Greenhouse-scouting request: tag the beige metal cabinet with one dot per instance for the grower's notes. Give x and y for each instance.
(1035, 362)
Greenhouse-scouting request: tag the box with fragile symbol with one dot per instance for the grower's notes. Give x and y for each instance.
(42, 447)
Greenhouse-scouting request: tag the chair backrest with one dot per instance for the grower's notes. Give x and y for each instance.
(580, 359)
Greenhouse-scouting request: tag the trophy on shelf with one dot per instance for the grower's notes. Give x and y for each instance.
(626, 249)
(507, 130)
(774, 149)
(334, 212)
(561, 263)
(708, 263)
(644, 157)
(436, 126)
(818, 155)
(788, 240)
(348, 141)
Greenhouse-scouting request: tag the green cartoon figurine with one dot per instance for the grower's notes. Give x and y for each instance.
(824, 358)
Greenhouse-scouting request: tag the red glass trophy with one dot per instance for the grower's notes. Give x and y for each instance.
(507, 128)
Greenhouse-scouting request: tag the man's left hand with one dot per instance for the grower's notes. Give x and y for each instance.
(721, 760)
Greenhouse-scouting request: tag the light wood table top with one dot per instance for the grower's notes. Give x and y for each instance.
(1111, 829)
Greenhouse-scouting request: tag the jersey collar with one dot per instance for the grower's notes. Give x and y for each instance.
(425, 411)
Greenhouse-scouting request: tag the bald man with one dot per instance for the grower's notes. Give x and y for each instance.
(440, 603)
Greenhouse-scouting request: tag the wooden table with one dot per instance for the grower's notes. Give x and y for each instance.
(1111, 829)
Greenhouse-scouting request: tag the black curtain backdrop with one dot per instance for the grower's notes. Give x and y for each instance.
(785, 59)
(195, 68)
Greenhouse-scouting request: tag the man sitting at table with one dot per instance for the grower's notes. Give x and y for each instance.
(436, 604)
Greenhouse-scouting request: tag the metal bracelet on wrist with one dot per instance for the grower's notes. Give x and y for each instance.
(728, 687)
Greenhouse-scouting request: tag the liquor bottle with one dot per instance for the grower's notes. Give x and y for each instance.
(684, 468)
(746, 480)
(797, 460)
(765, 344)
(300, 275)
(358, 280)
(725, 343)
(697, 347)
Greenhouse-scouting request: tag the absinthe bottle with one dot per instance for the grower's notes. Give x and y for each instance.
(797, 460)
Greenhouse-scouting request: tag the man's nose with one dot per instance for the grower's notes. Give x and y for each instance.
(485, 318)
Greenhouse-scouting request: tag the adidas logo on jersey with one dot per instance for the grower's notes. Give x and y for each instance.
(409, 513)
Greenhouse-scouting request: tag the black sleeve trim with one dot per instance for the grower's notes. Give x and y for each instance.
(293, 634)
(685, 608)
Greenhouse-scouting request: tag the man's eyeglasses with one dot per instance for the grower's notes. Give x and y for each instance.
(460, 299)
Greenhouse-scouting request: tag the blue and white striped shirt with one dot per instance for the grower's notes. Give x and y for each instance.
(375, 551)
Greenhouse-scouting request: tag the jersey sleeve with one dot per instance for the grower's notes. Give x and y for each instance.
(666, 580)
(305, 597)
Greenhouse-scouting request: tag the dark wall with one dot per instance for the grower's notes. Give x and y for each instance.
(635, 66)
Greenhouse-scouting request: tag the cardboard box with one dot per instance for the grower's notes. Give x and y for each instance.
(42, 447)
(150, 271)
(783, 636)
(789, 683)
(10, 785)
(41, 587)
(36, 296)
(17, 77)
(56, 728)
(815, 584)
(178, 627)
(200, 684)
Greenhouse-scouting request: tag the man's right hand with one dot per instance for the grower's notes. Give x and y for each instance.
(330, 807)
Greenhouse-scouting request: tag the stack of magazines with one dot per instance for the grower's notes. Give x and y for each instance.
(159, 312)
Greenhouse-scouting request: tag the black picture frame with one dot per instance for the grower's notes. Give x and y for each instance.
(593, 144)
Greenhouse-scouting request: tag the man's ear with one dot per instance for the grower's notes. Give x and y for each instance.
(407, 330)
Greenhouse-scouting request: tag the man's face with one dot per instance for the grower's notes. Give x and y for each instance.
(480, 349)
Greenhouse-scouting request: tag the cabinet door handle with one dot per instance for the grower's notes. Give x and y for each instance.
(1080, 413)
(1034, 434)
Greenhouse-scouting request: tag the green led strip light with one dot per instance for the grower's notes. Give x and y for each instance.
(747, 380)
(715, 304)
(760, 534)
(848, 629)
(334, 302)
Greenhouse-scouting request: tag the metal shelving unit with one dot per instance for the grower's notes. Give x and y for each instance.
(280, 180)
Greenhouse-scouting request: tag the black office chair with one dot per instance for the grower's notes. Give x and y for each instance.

● ● ● ● ● ● ●

WHAT TO PRODUCE → For this task, please set down every entry exactly, with no line left out.

RESULT FOR THIS EXERCISE →
Greenhouse-scouting request: tag the beige metal cabinet with one dot per instance for the grower's notes. Give x and y for each instance.
(1035, 362)
Greenhouse-scouting request: tag the box with fragile symbol with one dot per instance for the grower's notes. Give x and y for each instance.
(42, 447)
Greenhouse-scouting request: tag the chair backrest with one dot per instance for the grower's notes. Give x and y for each instance.
(580, 359)
Greenhouse-scouting request: tag the trophy on shelf with one dot per instance for the grower's notes. Give x and y for each instance.
(626, 249)
(507, 130)
(774, 149)
(334, 212)
(561, 263)
(708, 263)
(644, 157)
(436, 126)
(818, 155)
(788, 240)
(348, 141)
Greenhouse-scouting request: tag the green cartoon figurine with one dot per instance for the grower's notes. Give x and y for each instance.
(824, 358)
Greenhouse-scouting request: tag the red glass trophy with one dot per instance for the grower's notes. Give x and y for each instance.
(507, 128)
Greenhouse-scouting request: tag the man's left hand with one dot per instance for the grower's notes. Give x and y for each instance.
(721, 760)
Greenhouse-scouting request: tag the light wood table top with one dot per instance for the grower's notes. Give x and y for each instance.
(1111, 829)
Greenhouse-scouting request: tag the jersey collar with one dot per instance for the grower's notes. Give x and y for each instance.
(425, 411)
Greenhouse-scouting request: tag the bald man with one dot per instance for the grower's notes. Give x and y for each instance.
(440, 603)
Greenhouse-scouting request: tag the wooden table with one dot per instance for the grower's notes. Give x and y for each instance.
(1111, 829)
Greenhouse-scouting request: tag the black curtain backdrop with one dot per instance for the grower's notes. Give x and y for each instance.
(785, 59)
(195, 68)
Greenhouse-scouting request: tag the man sitting at table with one dot per instance for the grower's notes. Give x and y for each instance.
(436, 604)
Greenhouse-scouting request: tag the metal bracelet on wrist with one dot per instance for the grower's notes. Give x and y for each instance.
(728, 687)
Greenhouse-scouting request: tag the liquor bottle with one dot per instance for the grower's notes. Give x and y for each instance.
(684, 468)
(746, 480)
(797, 460)
(765, 344)
(300, 275)
(358, 280)
(725, 343)
(697, 347)
Greenhouse-scouting request: tag the absinthe bottle with one dot per instance for the grower's notes. Give x and y for each instance.
(797, 460)
Greenhouse-scouting request: tag the man's nose with one dot per instance for the grower's notes. Give x and y for each instance.
(485, 318)
Greenhouse-scouting request: tag the adidas logo on jersey with one dot per instance for the grower's notes. Give x and y for each instance.
(409, 513)
Greenhouse-scouting request: tag the black sleeve trim with one dot per instance for the grower's notes. Give x and y for each instance.
(293, 634)
(685, 608)
Greenhouse-scouting request: tag the man's eyeglasses with one dot per instance for the grower's notes. Give x and y for each instance.
(460, 299)
Greenhouse-scouting request: tag the blue and white striped shirt with one dot per instance for the grower's notes. Give x and y for each instance.
(375, 551)
Greenhouse-scouting request: tag the jersey sleeve with one dot per instance for the grower's notes. Give x and y for each instance.
(666, 580)
(305, 597)
Greenhouse-scouting request: tag the dark wall with one dot per instance for the grower's notes. Give x and y for each instance.
(635, 66)
Greenhouse-scouting request: tag the cardboard box with one dot per instance for the grower's notes. Give x and y for each instance.
(42, 447)
(150, 271)
(783, 636)
(789, 683)
(10, 785)
(41, 587)
(36, 296)
(17, 77)
(56, 728)
(815, 584)
(178, 627)
(200, 684)
Greenhouse-scouting request: tag the man's right hand with one dot per instance for the grower's notes. Give x and y for each instance.
(330, 807)
Greenhouse-scouting request: tag the stack of magazines with one dot per instance for the grower's notes. Give x and y for each instance.
(159, 312)
Greenhouse-scouting request: tag the black picture frame with one dot per instance for the grower's notes. Give x and y for each instance.
(593, 144)
Greenhouse-scouting request: tag the man's ear with one dot per instance for the grower's notes. Give x and y for each instance.
(407, 330)
Greenhouse-scouting request: tag the man's face with one dot per instance for the grower's notes. Give x and y for each instance.
(480, 349)
Greenhouse-scouting request: tag the cabinet door handle with one dot per instance for the grower's notes. Give x and y for each instance.
(1080, 413)
(1034, 434)
Greenhouse-scouting request: tag the green led strip light with one dot per instance for the grower's notes. Give x and y for each instance.
(747, 380)
(715, 304)
(760, 534)
(848, 629)
(334, 302)
Greenhouse-scouting request: tag the metal shelving unit with one dot per instance for the grower's notes. Give x and y for each instance.
(280, 180)
Greenhouse-scouting request: tag the black office chair with one dot per instance for the grower's notes. Give x and y for each instance.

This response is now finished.